» **DOCUMENT SEGMENT**:
◆ ◆ ◆ ◆ ◆ ◆ ◆

Alcohol advertising leads to underage drinking
Officials say we need tougher laws on booze marketing
If you weren’t sure whether those beer or hard seltzer commercials were affecting your teens, a new study concludes what we suspected.
Alcohol advertising can lead to underage drinking, according to new research.
A series of reviews published in the Journal of Studies on Alcohol and Drugs found that the marketing of alcohol beverages is one cause of underage drinking.
As a result, public health experts have suggested that countries need to formulate laws that limit exposure to alcohol marketing, and restrict message appeal to young people.
The eight review articles published as a supplement to JSAD synthesized the results of 163 studies which looked at alcohol advertising and youth alcohol consumption.
In the supplement’s conclusion, James D. Sargent, M.D., of the C. Everett Koop Institute at Dartmouth, and Thomas F. Babor, Ph.D., M.P.H., of the University of Connecticut, wrote: "[T]here is persuasive evidence that exposure to alcohol marketing is one cause of drinking onset during adolescence and also one cause of binge drinking.”
The reviews’ authors used a criteria to figure out whether marketing is a cause of youth drinking. They looked at aspects like the strength of the association, the consistency of the link, the timing of the exposure with the outcome, and biological and psychological plausibility.
They concluded that there’s a modest but meaningful association between alcohol advertising and youth drinking.
This seems like an obvious conclusion, but this is actually the first time a public health expert has explicitly concluded that advertising causes drinking among young people.

◆ ◆ ◆ ◆ ◆ ◆ ◆

» **ACTION ITEM A**:
Answer these questions using the article on alcohol advertising and underage drinking:
(i) How many studies did the review articles synthesize?
(ii) In which journal were the reviews published?
(iii) At which institute is James D. Sargent based?
» **ACTION ITEM B**: The article on alcohol advertising and underage drinking names the aspects the reviews' authors looked at to judge whether marketing causes youth drinking. List each of them.
» **ACTION ITEM C**: According to the article on alcohol advertising and underage drinking, why have public health experts suggested that countries formulate laws limiting exposure to alcohol marketing?

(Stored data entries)
◆ ◆ ◆ ◆ ◆ ◆ ◆

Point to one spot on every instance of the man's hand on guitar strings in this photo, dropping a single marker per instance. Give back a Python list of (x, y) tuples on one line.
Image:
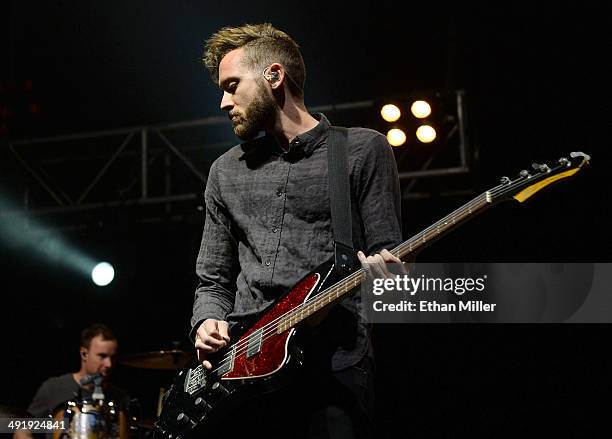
[(211, 336), (375, 266)]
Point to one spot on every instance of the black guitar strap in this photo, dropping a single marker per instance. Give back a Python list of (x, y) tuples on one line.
[(340, 199)]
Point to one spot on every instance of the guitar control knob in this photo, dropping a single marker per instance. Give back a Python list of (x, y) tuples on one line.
[(202, 405), (184, 419), (217, 387)]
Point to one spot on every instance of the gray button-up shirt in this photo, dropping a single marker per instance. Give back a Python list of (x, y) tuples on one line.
[(268, 224)]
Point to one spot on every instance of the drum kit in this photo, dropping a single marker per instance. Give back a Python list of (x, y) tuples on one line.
[(91, 419)]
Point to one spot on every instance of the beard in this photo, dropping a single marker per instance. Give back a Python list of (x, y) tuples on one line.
[(259, 112)]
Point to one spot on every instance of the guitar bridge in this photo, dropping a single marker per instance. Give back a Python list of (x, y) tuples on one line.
[(254, 343)]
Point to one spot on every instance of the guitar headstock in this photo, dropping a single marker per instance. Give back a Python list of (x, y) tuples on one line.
[(542, 175)]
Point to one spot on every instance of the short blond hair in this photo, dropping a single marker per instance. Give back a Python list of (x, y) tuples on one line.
[(264, 45)]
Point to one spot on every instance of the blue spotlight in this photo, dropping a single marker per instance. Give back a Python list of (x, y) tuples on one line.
[(103, 274)]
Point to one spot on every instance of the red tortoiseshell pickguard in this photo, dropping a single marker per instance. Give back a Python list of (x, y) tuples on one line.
[(273, 351)]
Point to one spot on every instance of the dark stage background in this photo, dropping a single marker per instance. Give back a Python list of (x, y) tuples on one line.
[(537, 82)]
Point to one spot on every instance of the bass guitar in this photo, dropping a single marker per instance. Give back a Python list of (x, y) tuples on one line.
[(267, 349)]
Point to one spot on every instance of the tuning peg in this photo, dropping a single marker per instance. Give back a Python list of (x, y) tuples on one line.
[(580, 154), (540, 167)]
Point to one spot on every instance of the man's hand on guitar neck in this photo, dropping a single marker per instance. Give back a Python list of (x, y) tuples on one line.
[(211, 336), (375, 266)]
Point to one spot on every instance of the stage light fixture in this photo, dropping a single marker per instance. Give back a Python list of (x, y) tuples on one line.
[(103, 274), (396, 137), (390, 112), (426, 133), (420, 109)]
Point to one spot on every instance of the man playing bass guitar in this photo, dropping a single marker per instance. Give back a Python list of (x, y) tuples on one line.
[(268, 224)]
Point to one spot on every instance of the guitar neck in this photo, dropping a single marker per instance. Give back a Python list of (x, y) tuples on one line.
[(446, 224), (417, 242)]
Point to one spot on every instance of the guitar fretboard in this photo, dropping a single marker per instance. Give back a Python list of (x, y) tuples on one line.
[(352, 281)]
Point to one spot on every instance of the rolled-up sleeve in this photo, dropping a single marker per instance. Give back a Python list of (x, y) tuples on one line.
[(379, 196), (217, 262)]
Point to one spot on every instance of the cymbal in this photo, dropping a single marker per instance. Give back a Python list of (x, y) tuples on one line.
[(164, 360)]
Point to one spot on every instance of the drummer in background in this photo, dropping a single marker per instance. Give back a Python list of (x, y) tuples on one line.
[(98, 354)]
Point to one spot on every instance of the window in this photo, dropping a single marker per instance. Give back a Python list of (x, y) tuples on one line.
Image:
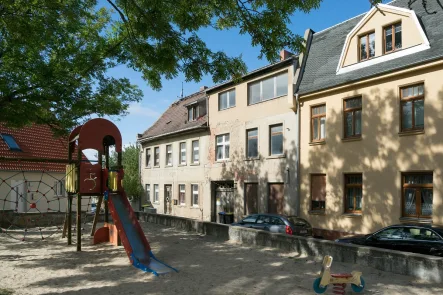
[(353, 193), (156, 193), (169, 155), (10, 141), (148, 158), (268, 88), (183, 153), (276, 140), (318, 192), (195, 152), (276, 198), (367, 46), (182, 194), (59, 188), (318, 123), (226, 100), (392, 37), (412, 101), (352, 117), (193, 112), (252, 143), (157, 157), (222, 150), (251, 198), (194, 188), (148, 192), (417, 195)]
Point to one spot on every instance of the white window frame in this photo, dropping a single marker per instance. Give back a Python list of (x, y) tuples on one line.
[(168, 155), (228, 97), (148, 161), (194, 190), (261, 88), (195, 150), (224, 143), (155, 156), (182, 146), (148, 192), (156, 193), (182, 189)]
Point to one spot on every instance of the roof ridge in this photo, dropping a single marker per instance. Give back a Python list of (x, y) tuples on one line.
[(349, 19)]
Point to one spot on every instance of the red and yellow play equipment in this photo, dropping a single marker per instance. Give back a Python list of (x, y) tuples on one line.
[(338, 280), (86, 178)]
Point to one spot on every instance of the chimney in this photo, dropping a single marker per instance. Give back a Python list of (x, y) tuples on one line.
[(284, 54)]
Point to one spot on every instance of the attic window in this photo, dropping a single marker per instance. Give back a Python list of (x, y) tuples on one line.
[(10, 141), (392, 37), (193, 112)]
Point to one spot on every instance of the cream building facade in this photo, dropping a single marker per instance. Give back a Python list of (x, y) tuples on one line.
[(370, 105)]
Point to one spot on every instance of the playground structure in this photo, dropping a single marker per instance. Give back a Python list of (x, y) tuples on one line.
[(339, 280), (86, 179)]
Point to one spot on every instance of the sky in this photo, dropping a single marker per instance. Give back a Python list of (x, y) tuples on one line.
[(143, 114)]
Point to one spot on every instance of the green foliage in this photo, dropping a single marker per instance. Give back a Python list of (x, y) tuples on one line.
[(54, 54), (131, 181)]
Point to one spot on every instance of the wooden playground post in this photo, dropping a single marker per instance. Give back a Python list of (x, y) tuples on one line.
[(79, 204), (100, 199), (107, 167)]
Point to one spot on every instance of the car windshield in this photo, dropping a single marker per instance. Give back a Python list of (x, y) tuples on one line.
[(297, 221), (250, 219)]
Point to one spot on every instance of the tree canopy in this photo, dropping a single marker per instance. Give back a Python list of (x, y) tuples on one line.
[(55, 54)]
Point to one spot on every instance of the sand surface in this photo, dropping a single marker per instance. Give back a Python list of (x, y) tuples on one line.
[(206, 265)]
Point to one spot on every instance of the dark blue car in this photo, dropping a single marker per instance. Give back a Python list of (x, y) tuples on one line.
[(291, 225)]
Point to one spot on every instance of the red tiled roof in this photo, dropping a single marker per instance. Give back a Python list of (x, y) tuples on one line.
[(36, 142)]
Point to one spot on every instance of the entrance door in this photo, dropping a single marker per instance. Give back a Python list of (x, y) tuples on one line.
[(276, 202), (168, 199)]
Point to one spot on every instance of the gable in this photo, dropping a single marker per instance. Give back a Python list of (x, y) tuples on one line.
[(374, 23)]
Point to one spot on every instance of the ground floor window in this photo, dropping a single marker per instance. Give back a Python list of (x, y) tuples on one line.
[(251, 198), (182, 194), (318, 192), (276, 197), (194, 188), (156, 193), (353, 193), (417, 194)]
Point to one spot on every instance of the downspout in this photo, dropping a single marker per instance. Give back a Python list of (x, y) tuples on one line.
[(297, 105)]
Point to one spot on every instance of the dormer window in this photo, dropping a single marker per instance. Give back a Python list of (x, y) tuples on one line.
[(193, 112), (392, 37), (10, 142), (367, 46)]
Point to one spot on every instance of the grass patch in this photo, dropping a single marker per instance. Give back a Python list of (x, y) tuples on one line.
[(6, 291)]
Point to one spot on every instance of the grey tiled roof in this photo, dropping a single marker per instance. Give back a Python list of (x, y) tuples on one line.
[(326, 47), (175, 118)]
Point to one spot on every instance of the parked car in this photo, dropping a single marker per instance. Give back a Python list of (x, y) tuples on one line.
[(417, 238), (291, 225)]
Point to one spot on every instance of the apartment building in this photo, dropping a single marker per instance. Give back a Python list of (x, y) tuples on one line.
[(252, 152), (371, 101), (173, 155)]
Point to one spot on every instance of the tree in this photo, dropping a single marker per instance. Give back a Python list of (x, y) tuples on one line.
[(130, 161), (54, 54)]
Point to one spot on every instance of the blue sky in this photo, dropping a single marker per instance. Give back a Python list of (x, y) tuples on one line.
[(142, 115)]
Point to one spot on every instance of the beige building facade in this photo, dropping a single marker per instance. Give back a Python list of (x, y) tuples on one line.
[(370, 142), (252, 146)]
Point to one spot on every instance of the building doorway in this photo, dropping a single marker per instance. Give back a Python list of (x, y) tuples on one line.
[(168, 199)]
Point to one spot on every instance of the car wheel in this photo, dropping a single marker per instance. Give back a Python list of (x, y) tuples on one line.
[(317, 288), (358, 289)]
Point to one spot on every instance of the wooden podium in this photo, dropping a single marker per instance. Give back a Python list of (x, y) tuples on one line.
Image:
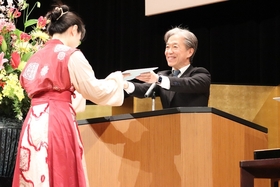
[(177, 147)]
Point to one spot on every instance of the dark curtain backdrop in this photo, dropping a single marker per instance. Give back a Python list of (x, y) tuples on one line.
[(238, 40)]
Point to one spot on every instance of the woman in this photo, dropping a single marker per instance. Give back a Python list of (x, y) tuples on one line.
[(50, 151)]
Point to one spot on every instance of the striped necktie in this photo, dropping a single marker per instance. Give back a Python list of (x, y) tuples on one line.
[(175, 73)]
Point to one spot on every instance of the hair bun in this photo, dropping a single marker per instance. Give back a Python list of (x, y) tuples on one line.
[(57, 12)]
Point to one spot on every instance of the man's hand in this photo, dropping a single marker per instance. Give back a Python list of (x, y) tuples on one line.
[(149, 77)]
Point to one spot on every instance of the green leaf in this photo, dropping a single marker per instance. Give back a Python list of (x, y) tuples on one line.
[(26, 56), (30, 22)]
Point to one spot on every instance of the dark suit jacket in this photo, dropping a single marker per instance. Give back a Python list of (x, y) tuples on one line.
[(191, 89)]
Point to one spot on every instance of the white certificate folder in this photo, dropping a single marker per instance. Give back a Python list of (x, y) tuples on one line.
[(135, 72)]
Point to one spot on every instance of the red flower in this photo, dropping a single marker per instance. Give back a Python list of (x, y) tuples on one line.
[(25, 37), (41, 22), (15, 60)]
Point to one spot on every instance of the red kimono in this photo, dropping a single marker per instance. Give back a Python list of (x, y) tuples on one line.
[(50, 151)]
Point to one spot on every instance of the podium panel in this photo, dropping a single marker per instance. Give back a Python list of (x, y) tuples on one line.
[(178, 147)]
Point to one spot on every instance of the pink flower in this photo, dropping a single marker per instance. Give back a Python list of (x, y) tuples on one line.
[(15, 60), (14, 13), (2, 60), (42, 21), (1, 39)]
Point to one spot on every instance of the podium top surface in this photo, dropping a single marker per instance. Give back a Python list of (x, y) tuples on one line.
[(173, 111)]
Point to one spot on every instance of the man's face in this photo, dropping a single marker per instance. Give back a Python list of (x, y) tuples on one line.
[(176, 52)]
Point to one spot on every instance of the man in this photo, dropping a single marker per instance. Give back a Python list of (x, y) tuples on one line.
[(191, 87)]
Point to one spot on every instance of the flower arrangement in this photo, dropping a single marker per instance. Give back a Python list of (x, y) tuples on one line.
[(16, 47)]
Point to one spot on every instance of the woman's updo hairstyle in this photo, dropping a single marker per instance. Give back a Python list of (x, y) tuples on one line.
[(61, 18)]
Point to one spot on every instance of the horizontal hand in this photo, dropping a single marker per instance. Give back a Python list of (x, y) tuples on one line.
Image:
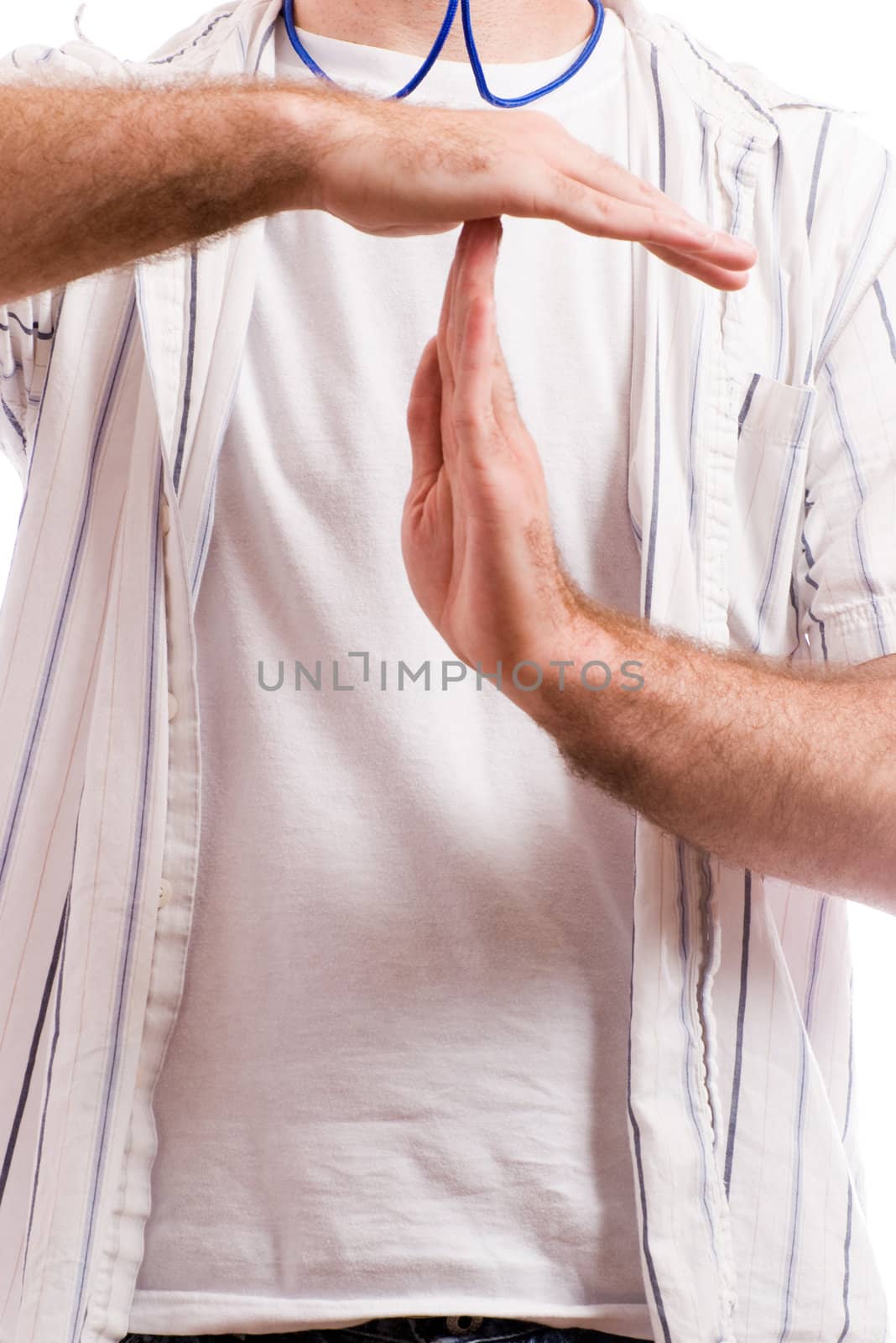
[(399, 170)]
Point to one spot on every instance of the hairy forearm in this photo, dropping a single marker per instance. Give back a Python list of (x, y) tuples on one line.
[(790, 771), (103, 174)]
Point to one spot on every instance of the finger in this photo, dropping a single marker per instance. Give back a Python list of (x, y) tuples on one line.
[(602, 172), (475, 275), (706, 272), (455, 320), (441, 337), (542, 192), (471, 410), (425, 415)]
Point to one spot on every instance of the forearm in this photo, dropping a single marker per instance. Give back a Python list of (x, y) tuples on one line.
[(102, 174), (788, 771)]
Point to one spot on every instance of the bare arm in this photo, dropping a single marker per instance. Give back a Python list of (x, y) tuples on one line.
[(105, 174)]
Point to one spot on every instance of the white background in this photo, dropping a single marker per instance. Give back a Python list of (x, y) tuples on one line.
[(840, 54)]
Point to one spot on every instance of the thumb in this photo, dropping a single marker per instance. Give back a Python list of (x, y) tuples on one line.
[(425, 414)]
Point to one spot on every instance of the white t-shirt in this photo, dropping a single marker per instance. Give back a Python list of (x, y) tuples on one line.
[(398, 1080)]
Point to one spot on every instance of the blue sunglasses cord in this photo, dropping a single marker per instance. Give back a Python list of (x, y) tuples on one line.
[(471, 49)]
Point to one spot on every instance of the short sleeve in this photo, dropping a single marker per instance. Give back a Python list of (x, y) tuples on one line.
[(27, 329), (27, 326), (846, 572)]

◆ ◆ ◆ ◆ ◆ ◆ ◆

» **ANSWER SPACE A**:
(i) 163 studies
(ii) The Journal of Studies on Alcohol and Drugs
(iii) The C. Everett Koop Institute at Dartmouth

» **ANSWER SPACE B**:
- The strength of the association
- The consistency of the link
- The timing of the exposure with the outcome
- Biological and psychological plausibility

» **ANSWER SPACE C**: The suggestion follows from a series of reviews in the Journal of Studies on Alcohol and Drugs. Those reviews found that the marketing of alcohol beverages is one cause of underage drinking.